---------- Exercise text

Immunology (Lippincott Illustrated Reviews Series) 2nd Edition

UNIT I

Sense of Being: The Concept of Self and Self/Nonself Recognition

ΓΝΩΘΙ ΣΑΥΤΟΝΙ (“Know thyself”)

—Words originally inscribed in gold on the pronaos of the 
Temple of Apollo at Delphi

This dictum—short in length but deep in meaning—encapsulates a basic need for all forms of life.

In a way, most organisms in our world live alone. They are composed of single cells or particles, and as such, their need to distinguish themselves is seemingly simple. Their single cell or particle is “I,” and all else is “them.” They need to sense which of “them” is appropriate to mate with or perhaps to congregate with, but otherwise their version of self is limited by their own membrane.

Multicellular organisms faced a new problem as they evolved. They gave up some of their independence to reap the advantages of being part of a greater whole—an organism composed of multiple semi-independent units. Initially, any such unit was pretty much like every other one within the greater structure, so extending the concept of self to include others that were essentially identical was perhaps a relatively small leap. “I” became “us” but only as multiples of “I.” As organisms became more complex and the different cells within a single organism began to engage in a division of labor, they generated an array of cells with different forms and functions. Distinguishing “I” or “us” from “them” became increasingly complex: Is that adjoining cell, which seems so different from “I,” really a part of “us,” or is it an intruder from “them”?

The development of commensal arrangements between organisms (e.g., moss and fungi combining to form lichens, humans and normal bacterial flora in the gut and on the skin) required yet more questions: If there is an intruder, does it represent a threat or can it safely be ignored? If it represents a threat, what should be done to eliminate it?

These questions are the starting points from which the immune system operates. The human immune system uses various methods to ask and answer these questions. Some of these methods have been widely used for eons; others have been developed more recently by more restricted groups of organisms. This unit introduces how the human immune system deals with these questions.

--------------------

What you need to do
**A)** Translate this sentence from the immunology excerpt into Spanish: "Multicellular organisms faced a new problem as they evolved."
**B)** Copy out everything in the immunology excerpt from "These questions are" down to "with these questions.".

---------- Information shown

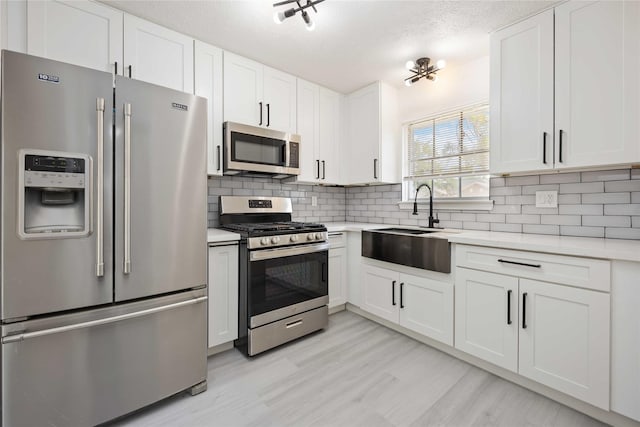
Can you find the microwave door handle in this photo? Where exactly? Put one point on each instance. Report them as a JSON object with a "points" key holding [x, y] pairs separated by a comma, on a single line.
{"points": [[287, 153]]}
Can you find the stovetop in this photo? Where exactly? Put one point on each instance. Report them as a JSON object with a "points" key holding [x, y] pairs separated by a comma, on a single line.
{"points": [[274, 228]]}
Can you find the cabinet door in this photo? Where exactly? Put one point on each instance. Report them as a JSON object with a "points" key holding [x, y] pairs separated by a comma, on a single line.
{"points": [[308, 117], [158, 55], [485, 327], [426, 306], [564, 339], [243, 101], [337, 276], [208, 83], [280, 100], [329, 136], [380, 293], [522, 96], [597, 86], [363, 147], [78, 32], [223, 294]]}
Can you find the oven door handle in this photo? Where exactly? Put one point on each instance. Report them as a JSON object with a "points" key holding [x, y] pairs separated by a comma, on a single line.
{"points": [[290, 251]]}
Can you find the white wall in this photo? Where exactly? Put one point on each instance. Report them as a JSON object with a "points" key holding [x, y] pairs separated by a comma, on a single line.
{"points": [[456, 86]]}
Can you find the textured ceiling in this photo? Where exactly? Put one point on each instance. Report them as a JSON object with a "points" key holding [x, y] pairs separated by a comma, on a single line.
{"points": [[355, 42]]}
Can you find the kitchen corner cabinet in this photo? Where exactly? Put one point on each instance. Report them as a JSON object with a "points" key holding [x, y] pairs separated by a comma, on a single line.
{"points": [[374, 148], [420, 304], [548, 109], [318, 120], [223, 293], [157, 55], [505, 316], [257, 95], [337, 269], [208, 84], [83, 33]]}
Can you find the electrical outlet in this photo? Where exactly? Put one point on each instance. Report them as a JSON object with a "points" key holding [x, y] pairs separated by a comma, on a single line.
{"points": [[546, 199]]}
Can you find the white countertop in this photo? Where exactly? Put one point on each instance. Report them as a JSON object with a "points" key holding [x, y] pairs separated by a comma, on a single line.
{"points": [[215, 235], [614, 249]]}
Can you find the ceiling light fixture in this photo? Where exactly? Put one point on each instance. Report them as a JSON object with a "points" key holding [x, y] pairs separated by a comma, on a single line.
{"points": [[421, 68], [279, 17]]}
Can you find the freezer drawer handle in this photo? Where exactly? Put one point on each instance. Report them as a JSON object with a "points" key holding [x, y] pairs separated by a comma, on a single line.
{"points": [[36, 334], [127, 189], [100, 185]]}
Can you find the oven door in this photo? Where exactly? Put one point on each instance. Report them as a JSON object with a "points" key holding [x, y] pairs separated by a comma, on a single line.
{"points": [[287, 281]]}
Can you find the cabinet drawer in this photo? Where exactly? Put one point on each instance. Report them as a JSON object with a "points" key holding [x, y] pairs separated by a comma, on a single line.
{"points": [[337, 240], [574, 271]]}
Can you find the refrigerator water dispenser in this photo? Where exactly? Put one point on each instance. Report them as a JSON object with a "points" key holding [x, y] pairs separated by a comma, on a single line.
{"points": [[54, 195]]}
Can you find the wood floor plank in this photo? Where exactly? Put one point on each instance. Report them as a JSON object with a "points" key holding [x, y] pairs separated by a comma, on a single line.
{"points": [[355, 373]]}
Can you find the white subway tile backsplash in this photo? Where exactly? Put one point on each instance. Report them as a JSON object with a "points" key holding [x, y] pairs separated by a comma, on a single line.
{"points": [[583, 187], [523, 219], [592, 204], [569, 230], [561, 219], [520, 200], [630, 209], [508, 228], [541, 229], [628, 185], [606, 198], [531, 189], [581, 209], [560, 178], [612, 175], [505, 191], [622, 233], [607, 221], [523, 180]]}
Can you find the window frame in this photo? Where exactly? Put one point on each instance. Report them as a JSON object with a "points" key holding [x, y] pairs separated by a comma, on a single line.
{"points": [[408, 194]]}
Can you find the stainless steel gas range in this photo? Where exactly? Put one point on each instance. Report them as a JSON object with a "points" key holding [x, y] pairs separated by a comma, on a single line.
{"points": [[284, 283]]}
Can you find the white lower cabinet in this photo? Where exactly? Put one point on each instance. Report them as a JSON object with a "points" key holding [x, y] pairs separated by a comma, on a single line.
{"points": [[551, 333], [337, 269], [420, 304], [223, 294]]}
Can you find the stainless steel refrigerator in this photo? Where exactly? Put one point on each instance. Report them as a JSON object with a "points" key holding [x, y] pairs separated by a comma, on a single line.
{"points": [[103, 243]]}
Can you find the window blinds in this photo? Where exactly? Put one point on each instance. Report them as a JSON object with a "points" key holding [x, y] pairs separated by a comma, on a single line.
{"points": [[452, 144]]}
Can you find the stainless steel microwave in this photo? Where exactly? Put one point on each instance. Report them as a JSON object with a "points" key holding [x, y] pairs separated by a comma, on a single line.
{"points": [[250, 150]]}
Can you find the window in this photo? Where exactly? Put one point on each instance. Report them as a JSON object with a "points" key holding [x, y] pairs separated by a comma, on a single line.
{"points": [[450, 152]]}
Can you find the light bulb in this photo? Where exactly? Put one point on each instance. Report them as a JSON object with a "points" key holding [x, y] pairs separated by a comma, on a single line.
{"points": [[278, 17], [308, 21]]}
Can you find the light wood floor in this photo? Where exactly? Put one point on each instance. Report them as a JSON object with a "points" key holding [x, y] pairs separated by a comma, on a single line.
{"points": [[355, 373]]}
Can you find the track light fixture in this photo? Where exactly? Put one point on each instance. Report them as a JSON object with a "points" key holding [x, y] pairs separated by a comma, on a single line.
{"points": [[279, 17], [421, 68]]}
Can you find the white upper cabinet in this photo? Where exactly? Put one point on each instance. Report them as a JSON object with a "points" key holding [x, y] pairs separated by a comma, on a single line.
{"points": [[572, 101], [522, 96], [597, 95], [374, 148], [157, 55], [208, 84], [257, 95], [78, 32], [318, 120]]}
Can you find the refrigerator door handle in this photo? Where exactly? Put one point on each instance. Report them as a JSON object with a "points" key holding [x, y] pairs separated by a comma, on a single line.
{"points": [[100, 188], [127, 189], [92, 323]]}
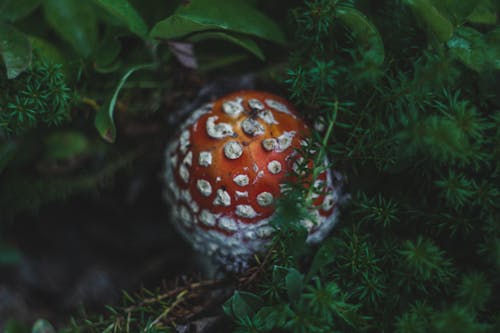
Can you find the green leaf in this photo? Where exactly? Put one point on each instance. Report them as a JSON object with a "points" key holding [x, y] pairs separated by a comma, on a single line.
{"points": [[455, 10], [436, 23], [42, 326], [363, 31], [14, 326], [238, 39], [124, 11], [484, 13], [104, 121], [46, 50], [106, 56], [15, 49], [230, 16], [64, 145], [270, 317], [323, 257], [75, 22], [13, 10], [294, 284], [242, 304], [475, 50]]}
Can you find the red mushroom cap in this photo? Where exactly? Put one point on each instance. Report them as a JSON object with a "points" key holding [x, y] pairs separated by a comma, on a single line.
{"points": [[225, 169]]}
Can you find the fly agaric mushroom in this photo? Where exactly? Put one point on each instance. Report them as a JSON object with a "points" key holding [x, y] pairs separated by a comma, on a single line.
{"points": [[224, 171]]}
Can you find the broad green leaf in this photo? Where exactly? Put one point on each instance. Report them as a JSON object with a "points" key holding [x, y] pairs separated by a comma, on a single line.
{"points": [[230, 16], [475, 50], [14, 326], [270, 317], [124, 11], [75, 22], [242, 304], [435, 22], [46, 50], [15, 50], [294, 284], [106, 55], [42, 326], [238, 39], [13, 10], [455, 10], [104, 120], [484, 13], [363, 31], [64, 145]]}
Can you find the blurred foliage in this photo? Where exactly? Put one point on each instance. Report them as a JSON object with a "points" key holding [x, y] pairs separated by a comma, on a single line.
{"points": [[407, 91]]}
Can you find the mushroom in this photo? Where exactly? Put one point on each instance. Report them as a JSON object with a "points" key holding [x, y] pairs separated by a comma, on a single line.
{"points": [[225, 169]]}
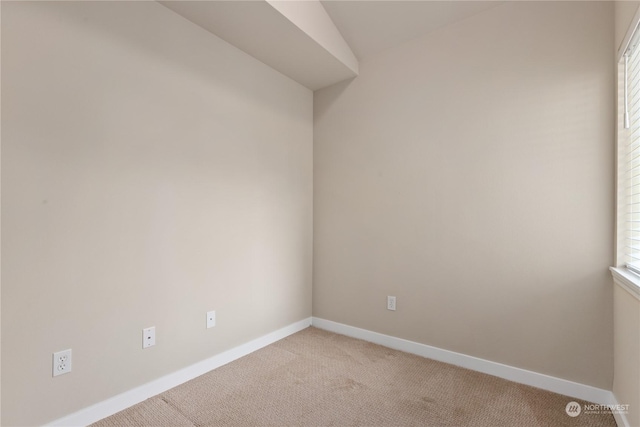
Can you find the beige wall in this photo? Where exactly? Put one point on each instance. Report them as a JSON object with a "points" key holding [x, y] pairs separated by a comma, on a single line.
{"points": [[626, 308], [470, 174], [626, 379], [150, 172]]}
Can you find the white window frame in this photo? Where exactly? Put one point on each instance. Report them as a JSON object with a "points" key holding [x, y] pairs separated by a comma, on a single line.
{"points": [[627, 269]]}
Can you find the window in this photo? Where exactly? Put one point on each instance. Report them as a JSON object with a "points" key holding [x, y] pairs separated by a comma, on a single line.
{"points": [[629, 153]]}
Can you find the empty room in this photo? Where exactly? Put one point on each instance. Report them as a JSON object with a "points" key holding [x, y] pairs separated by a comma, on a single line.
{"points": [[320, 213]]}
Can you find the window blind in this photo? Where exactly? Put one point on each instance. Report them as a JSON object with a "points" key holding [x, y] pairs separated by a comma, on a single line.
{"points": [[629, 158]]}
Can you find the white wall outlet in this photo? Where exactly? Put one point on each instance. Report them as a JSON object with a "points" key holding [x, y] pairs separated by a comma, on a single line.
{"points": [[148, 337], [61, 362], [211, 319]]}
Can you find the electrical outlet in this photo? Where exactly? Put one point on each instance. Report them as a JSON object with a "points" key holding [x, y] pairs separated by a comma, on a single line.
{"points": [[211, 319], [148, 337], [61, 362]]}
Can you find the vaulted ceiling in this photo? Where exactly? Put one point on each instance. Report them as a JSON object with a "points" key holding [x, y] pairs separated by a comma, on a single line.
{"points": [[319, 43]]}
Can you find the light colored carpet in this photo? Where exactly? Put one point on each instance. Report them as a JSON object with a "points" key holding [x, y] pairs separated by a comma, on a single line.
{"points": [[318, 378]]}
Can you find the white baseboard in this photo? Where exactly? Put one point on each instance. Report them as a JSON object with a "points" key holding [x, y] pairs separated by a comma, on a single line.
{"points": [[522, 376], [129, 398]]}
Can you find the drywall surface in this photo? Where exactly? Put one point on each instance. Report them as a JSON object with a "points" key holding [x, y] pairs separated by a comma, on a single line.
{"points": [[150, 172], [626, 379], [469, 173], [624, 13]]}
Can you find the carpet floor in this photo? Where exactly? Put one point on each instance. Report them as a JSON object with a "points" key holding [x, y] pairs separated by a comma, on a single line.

--------------------

Results
**A)** Los organismos multicelulares enfrentaron un nuevo problema a medida que evolucionaron.

**B)**
These questions are the starting points from which the immune system operates. The human immune system uses various methods to ask and answer these questions. Some of these methods have been widely used for eons; others have been developed more recently by more restricted groups of organisms. This unit introduces how the human immune system deals with these questions.